*Saved entries*
-*-*-
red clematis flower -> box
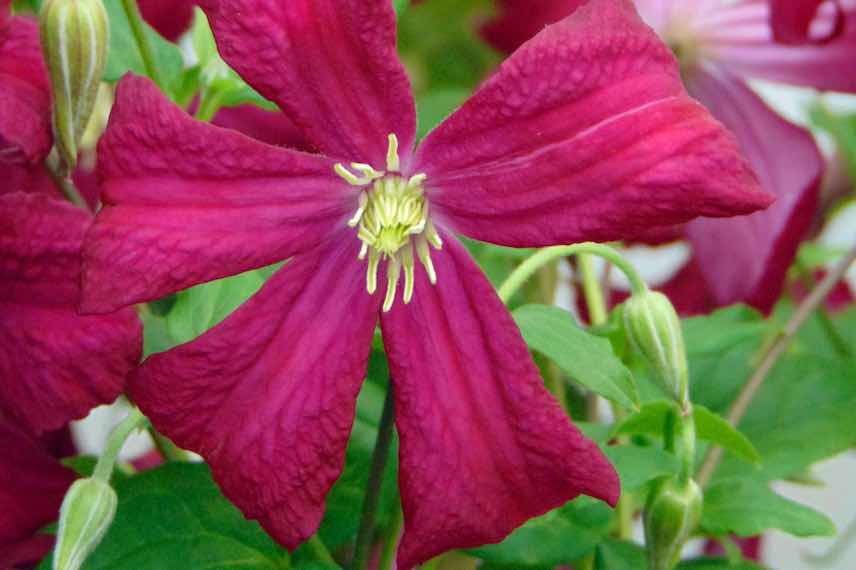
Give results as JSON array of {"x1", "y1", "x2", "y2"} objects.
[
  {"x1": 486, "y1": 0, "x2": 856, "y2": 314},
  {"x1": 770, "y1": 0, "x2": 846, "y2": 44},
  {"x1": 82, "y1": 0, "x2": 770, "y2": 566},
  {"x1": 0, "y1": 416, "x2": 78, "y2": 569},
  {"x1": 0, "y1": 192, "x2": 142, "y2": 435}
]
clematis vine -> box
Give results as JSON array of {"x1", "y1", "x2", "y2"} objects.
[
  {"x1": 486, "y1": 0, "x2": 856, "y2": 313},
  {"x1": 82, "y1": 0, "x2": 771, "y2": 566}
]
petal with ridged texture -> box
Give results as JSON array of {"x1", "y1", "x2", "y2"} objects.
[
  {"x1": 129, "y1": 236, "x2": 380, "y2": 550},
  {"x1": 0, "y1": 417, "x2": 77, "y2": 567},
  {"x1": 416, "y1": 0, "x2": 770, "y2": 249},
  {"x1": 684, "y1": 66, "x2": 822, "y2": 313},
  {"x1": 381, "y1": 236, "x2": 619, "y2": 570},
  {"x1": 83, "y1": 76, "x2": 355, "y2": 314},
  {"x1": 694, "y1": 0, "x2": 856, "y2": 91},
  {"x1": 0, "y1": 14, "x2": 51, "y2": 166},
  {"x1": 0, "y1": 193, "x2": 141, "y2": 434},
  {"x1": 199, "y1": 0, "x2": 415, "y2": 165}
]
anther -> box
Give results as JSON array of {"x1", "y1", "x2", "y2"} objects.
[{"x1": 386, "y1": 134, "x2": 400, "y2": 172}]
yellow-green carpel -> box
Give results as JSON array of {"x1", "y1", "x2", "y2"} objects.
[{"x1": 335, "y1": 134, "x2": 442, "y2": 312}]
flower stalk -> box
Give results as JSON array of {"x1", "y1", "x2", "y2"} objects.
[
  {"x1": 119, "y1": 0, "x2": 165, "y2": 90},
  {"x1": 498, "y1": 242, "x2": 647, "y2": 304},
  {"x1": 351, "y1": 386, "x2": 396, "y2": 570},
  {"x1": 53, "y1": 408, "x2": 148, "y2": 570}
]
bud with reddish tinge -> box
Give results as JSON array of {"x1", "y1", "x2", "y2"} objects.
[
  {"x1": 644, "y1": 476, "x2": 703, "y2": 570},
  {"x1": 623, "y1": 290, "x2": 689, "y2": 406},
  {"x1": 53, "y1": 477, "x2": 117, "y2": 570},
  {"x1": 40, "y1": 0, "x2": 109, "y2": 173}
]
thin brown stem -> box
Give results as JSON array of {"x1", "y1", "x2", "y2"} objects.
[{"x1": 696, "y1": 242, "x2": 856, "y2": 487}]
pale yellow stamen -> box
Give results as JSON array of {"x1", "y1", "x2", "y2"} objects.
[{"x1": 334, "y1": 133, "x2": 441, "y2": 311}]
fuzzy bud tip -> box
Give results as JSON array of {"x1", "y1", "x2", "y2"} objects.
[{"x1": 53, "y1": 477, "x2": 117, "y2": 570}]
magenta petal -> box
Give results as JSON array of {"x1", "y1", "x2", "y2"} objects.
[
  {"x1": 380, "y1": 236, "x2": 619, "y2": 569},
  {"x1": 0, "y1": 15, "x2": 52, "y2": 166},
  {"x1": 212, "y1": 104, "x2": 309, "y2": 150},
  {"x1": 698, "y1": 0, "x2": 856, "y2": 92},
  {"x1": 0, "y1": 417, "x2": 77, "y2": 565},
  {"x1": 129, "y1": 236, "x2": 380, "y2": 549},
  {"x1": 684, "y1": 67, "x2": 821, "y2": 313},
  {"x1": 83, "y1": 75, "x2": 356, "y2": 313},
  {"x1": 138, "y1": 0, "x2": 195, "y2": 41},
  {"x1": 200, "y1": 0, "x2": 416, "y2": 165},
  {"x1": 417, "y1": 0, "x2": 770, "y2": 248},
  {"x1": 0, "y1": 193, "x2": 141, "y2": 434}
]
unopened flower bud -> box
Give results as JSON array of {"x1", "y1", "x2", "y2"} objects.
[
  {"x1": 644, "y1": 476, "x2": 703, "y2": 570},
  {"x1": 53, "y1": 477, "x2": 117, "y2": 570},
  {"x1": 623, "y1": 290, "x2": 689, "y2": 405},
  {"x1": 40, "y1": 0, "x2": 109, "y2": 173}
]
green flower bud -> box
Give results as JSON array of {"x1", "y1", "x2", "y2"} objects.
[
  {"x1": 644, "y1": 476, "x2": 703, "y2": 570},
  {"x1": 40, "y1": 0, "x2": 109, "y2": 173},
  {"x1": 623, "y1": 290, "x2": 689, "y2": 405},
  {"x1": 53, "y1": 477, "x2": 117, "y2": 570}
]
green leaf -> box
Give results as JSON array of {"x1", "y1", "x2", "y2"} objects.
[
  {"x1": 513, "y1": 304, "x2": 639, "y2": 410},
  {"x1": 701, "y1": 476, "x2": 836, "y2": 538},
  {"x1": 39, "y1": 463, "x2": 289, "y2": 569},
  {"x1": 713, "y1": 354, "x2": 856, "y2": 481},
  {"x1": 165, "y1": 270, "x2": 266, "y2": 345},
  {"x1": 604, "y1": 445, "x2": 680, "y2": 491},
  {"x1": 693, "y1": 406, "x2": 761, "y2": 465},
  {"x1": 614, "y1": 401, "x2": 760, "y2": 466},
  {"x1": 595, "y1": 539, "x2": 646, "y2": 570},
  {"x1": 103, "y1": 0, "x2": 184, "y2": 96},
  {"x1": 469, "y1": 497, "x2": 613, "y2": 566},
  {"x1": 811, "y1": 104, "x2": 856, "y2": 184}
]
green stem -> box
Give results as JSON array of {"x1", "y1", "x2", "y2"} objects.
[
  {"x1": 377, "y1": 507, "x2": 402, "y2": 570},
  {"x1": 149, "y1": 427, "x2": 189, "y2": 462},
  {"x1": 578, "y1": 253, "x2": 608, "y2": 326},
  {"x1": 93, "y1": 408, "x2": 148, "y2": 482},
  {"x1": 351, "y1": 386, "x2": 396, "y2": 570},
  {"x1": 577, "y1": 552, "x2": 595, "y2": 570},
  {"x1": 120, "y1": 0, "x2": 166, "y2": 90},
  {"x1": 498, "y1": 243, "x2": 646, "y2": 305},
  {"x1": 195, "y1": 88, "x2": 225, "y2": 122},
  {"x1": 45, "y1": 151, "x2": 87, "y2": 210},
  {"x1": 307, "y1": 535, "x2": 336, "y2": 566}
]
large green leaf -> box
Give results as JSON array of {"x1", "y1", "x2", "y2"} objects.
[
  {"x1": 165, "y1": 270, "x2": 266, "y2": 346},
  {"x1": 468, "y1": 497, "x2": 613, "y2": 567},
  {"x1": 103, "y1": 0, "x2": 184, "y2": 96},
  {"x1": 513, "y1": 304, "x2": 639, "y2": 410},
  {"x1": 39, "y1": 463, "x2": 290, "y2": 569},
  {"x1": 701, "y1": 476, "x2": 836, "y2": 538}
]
-*-*-
*Directions*
Only the text of the records belongs in the answer; reproduce it verbatim, with no pictures.

*Solution for this problem*
red clematis flower -> box
Give results as JSON array of {"x1", "y1", "x2", "y2"} objects.
[
  {"x1": 486, "y1": 0, "x2": 856, "y2": 314},
  {"x1": 770, "y1": 0, "x2": 846, "y2": 44},
  {"x1": 82, "y1": 0, "x2": 770, "y2": 566},
  {"x1": 0, "y1": 416, "x2": 78, "y2": 569},
  {"x1": 0, "y1": 192, "x2": 142, "y2": 435}
]
clematis vine -> box
Give results as JSON array of {"x1", "y1", "x2", "y2"} objects.
[
  {"x1": 486, "y1": 0, "x2": 856, "y2": 313},
  {"x1": 82, "y1": 0, "x2": 771, "y2": 566}
]
petal with ridged texture -> box
Give results as JSON array of {"x1", "y1", "x2", "y2"} objects.
[
  {"x1": 129, "y1": 236, "x2": 380, "y2": 550},
  {"x1": 0, "y1": 417, "x2": 77, "y2": 567},
  {"x1": 416, "y1": 0, "x2": 770, "y2": 249},
  {"x1": 684, "y1": 66, "x2": 822, "y2": 313},
  {"x1": 381, "y1": 236, "x2": 619, "y2": 570},
  {"x1": 83, "y1": 76, "x2": 355, "y2": 314},
  {"x1": 694, "y1": 0, "x2": 856, "y2": 91},
  {"x1": 0, "y1": 14, "x2": 51, "y2": 166},
  {"x1": 0, "y1": 193, "x2": 141, "y2": 434},
  {"x1": 199, "y1": 0, "x2": 415, "y2": 165}
]
anther -> box
Give results as JSON array of {"x1", "y1", "x2", "y2"} objects.
[{"x1": 386, "y1": 134, "x2": 400, "y2": 172}]
yellow-green carpel -> box
Give results as JSON array of {"x1", "y1", "x2", "y2"} objects.
[{"x1": 335, "y1": 134, "x2": 442, "y2": 312}]
flower stalk -> box
Give results as JSON array of {"x1", "y1", "x2", "y2"} objects.
[
  {"x1": 119, "y1": 0, "x2": 165, "y2": 90},
  {"x1": 498, "y1": 242, "x2": 647, "y2": 304},
  {"x1": 351, "y1": 386, "x2": 396, "y2": 570},
  {"x1": 53, "y1": 408, "x2": 148, "y2": 570}
]
bud with reddish tinge -> box
Give results as JSON array of {"x1", "y1", "x2", "y2"} objects.
[
  {"x1": 644, "y1": 476, "x2": 703, "y2": 570},
  {"x1": 623, "y1": 290, "x2": 689, "y2": 406},
  {"x1": 53, "y1": 477, "x2": 117, "y2": 570},
  {"x1": 40, "y1": 0, "x2": 109, "y2": 173}
]
thin brown stem -> box
Give results as JSON array of {"x1", "y1", "x2", "y2"} objects.
[{"x1": 696, "y1": 242, "x2": 856, "y2": 487}]
pale yellow stamen -> box
Give results as JSON array of {"x1", "y1", "x2", "y2"} objects.
[{"x1": 334, "y1": 133, "x2": 441, "y2": 311}]
fuzzy bud tip -> box
Give results as JSON array of {"x1", "y1", "x2", "y2"} objects.
[{"x1": 53, "y1": 477, "x2": 117, "y2": 570}]
magenta petal -> box
Give results as JSON array of {"x1", "y1", "x2", "y2"} objects.
[
  {"x1": 380, "y1": 236, "x2": 619, "y2": 569},
  {"x1": 0, "y1": 15, "x2": 52, "y2": 166},
  {"x1": 212, "y1": 104, "x2": 309, "y2": 150},
  {"x1": 698, "y1": 0, "x2": 856, "y2": 92},
  {"x1": 0, "y1": 417, "x2": 77, "y2": 565},
  {"x1": 129, "y1": 236, "x2": 380, "y2": 549},
  {"x1": 684, "y1": 67, "x2": 821, "y2": 313},
  {"x1": 83, "y1": 75, "x2": 356, "y2": 313},
  {"x1": 138, "y1": 0, "x2": 195, "y2": 41},
  {"x1": 200, "y1": 0, "x2": 416, "y2": 165},
  {"x1": 417, "y1": 0, "x2": 770, "y2": 248},
  {"x1": 0, "y1": 193, "x2": 141, "y2": 434}
]
unopened flower bud -> box
Give results as JSON array of {"x1", "y1", "x2", "y2"} objects.
[
  {"x1": 644, "y1": 476, "x2": 703, "y2": 570},
  {"x1": 53, "y1": 477, "x2": 117, "y2": 570},
  {"x1": 623, "y1": 290, "x2": 689, "y2": 405},
  {"x1": 40, "y1": 0, "x2": 109, "y2": 173}
]
green flower bud -> box
Give results as JSON array of {"x1", "y1", "x2", "y2"} objects.
[
  {"x1": 644, "y1": 476, "x2": 703, "y2": 570},
  {"x1": 40, "y1": 0, "x2": 109, "y2": 173},
  {"x1": 623, "y1": 290, "x2": 689, "y2": 405},
  {"x1": 53, "y1": 477, "x2": 117, "y2": 570}
]
green leaf -> box
Give results as JSON array of {"x1", "y1", "x2", "y2"} objects.
[
  {"x1": 513, "y1": 304, "x2": 639, "y2": 410},
  {"x1": 701, "y1": 476, "x2": 836, "y2": 538},
  {"x1": 39, "y1": 463, "x2": 289, "y2": 569},
  {"x1": 713, "y1": 354, "x2": 856, "y2": 481},
  {"x1": 165, "y1": 270, "x2": 266, "y2": 345},
  {"x1": 604, "y1": 445, "x2": 680, "y2": 491},
  {"x1": 693, "y1": 406, "x2": 761, "y2": 465},
  {"x1": 614, "y1": 401, "x2": 760, "y2": 466},
  {"x1": 595, "y1": 539, "x2": 646, "y2": 570},
  {"x1": 103, "y1": 0, "x2": 184, "y2": 96},
  {"x1": 469, "y1": 497, "x2": 613, "y2": 566},
  {"x1": 811, "y1": 104, "x2": 856, "y2": 184}
]
green stem -> box
Give results as JSON array of {"x1", "y1", "x2", "y2"} objects.
[
  {"x1": 377, "y1": 507, "x2": 402, "y2": 570},
  {"x1": 149, "y1": 427, "x2": 189, "y2": 462},
  {"x1": 578, "y1": 253, "x2": 608, "y2": 326},
  {"x1": 93, "y1": 408, "x2": 148, "y2": 482},
  {"x1": 351, "y1": 386, "x2": 396, "y2": 570},
  {"x1": 577, "y1": 552, "x2": 595, "y2": 570},
  {"x1": 120, "y1": 0, "x2": 166, "y2": 90},
  {"x1": 498, "y1": 243, "x2": 646, "y2": 305},
  {"x1": 195, "y1": 88, "x2": 225, "y2": 122},
  {"x1": 45, "y1": 151, "x2": 87, "y2": 210},
  {"x1": 307, "y1": 535, "x2": 336, "y2": 566}
]
large green leaf -> box
Give results as JSON array of {"x1", "y1", "x2", "y2"} objects.
[
  {"x1": 165, "y1": 270, "x2": 266, "y2": 346},
  {"x1": 468, "y1": 497, "x2": 613, "y2": 567},
  {"x1": 103, "y1": 0, "x2": 184, "y2": 96},
  {"x1": 513, "y1": 304, "x2": 639, "y2": 410},
  {"x1": 39, "y1": 463, "x2": 290, "y2": 569},
  {"x1": 701, "y1": 476, "x2": 836, "y2": 538}
]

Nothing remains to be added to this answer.